[WRITTEN INSTRUCTION]
Copy out every record below with complete accuracy.

[DATA EXCERPTS]
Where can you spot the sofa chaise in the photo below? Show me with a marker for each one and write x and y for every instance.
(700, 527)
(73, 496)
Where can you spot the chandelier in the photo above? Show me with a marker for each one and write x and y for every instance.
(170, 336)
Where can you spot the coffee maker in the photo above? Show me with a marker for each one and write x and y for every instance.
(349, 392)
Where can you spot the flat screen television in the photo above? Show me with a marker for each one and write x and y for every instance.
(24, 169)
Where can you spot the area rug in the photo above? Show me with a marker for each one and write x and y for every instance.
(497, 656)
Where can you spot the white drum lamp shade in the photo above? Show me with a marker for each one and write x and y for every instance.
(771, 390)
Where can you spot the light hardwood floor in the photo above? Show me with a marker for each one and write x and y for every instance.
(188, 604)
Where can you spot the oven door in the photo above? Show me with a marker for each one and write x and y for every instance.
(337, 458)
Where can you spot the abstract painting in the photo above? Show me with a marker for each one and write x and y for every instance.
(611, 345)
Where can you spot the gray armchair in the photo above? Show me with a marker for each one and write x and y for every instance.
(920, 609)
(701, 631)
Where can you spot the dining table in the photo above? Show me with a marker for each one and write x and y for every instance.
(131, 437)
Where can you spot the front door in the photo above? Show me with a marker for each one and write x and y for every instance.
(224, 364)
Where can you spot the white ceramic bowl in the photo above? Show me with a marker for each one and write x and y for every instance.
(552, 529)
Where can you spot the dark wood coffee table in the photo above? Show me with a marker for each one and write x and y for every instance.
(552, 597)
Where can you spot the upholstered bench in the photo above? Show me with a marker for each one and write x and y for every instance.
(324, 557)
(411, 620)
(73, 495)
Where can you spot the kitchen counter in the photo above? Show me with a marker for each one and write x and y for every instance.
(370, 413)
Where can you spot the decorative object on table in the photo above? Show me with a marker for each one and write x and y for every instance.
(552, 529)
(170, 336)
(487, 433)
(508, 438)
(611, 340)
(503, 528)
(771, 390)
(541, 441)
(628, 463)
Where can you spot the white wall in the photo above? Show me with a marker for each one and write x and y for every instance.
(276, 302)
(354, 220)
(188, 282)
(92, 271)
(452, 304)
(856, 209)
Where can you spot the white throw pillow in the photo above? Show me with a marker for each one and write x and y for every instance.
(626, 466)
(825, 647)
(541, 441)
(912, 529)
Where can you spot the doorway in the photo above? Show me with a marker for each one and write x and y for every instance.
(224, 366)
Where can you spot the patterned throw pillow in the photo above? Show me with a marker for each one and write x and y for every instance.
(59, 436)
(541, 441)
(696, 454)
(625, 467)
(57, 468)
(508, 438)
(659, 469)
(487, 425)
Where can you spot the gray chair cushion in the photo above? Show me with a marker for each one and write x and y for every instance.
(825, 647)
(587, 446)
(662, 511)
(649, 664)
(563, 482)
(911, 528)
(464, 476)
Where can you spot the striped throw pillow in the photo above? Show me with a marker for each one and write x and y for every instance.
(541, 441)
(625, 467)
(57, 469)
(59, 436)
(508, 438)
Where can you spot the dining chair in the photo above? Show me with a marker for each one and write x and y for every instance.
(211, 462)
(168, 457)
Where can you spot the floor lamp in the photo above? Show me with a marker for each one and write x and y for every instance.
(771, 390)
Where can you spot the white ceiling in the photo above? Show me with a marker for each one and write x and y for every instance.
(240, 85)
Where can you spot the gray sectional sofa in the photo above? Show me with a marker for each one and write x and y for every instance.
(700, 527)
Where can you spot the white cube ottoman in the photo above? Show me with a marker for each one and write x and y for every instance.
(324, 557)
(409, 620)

[SOLVED PROBLEM]
Where can you spot the sofa chaise in the photo below? Show me with a marker for each one and write x and y for every instance.
(700, 527)
(73, 496)
Where can you spot the chandelier in the photo above? Show me with a marker for each one and write x and y for every instance.
(170, 336)
Where can you spot the coffee maker in the photo above? Show me with a marker for each one and write x and y for every instance.
(349, 392)
Where can you spot the flat screen television in the photo above? Show me with a marker for each one and write x and y for every instance.
(24, 169)
Where can you spot the area rug in the photo above? Show me with a marker for each one and write x and y for every instance.
(497, 656)
Where can you spot the white drum lamp shade in the photo above? Show me with a marker for each one and write x and y for every instance.
(771, 390)
Where can you spot the light hardwood floor in the photo above? Show me with a marker for each one and write x and y for every instance.
(188, 604)
Where can you spot the oven door in the photo above? Show me with a marker for each one and write x and y for every instance.
(337, 458)
Where can you spot the abstract painting in the photo above? Show me with a marker for each one and write x and y for every instance.
(611, 345)
Where can you spot the gray armchair in the photo above? Show me with a marker for each one and write x and y for every instance.
(920, 609)
(701, 631)
Where can you spot the dining table in the photo above? Show me with a marker for each one and write x and y for every instance.
(131, 437)
Where can you spot the front door in the photo above? Show me with a marker for each one and write x and y for every instance.
(224, 364)
Where can you spot the white ceramic bowl in the photo above? Show me with a marker for each one and write x and y for every instance.
(552, 529)
Where can you spot the dark wood coffee table in the photo above? Show me with a marker for each one and write x and y for every instance.
(552, 597)
Where can you spot the upholstered bench in the photo above? Show me with a marker for each one and write x and y for every instance.
(324, 557)
(411, 620)
(73, 495)
Where can you spot the kitchen counter in the photo above? Show me with a marker for each one and write x and y for every instance.
(370, 413)
Where can you spot the decorative object on table in the photo above? Show me with a marker for each one and write x and y for every instance.
(552, 529)
(170, 336)
(487, 433)
(508, 438)
(611, 340)
(503, 528)
(771, 390)
(541, 441)
(628, 463)
Where can you spot the white wall in the photo above? Show me with a marker for each one and write x and y for every instance.
(276, 302)
(354, 220)
(188, 282)
(92, 271)
(452, 304)
(856, 209)
Where can you spot the white throw pillow in the photo above? Show me with a marker for each one and write x and y for every instance.
(626, 466)
(825, 647)
(541, 441)
(912, 529)
Where can you spot the doorway in the photo above? Show me with a marker for each one and write x and y for every instance.
(224, 366)
Where can you spot the patterned throw pillow in the photo above? Show me with a marker for each one and write x and y for every instance.
(59, 436)
(541, 441)
(696, 454)
(625, 467)
(57, 468)
(508, 438)
(659, 469)
(487, 425)
Where can you spot the gray chair cushion in the photo above? Show me with a marker for each one and write x and y for every instance.
(825, 647)
(587, 446)
(662, 511)
(649, 664)
(563, 482)
(911, 528)
(464, 476)
Where can you spot the striped throw pillow in the photo above? Show me with a marker for each one and write x and y for every instance.
(541, 441)
(625, 467)
(57, 469)
(59, 436)
(508, 438)
Where can you spot the dining chair in the photo above? Show me with a marker for each one and write x and y for every instance.
(211, 462)
(168, 457)
Where can you spot the floor lamp in the photo above? Show me with a marker for each one and write x and y for every instance.
(771, 390)
Where can you spot the white ceiling in the photo above? Show me with a marker for each one and write x and y for every instance.
(240, 85)
Where can you spot the gray sectional sofa in the photo above? Show me with a marker for each one and write x and y for every instance.
(700, 527)
Where can you spot the white cube ottoman in the photo above? Show me with a marker for each one and write x and y for every instance.
(324, 557)
(409, 620)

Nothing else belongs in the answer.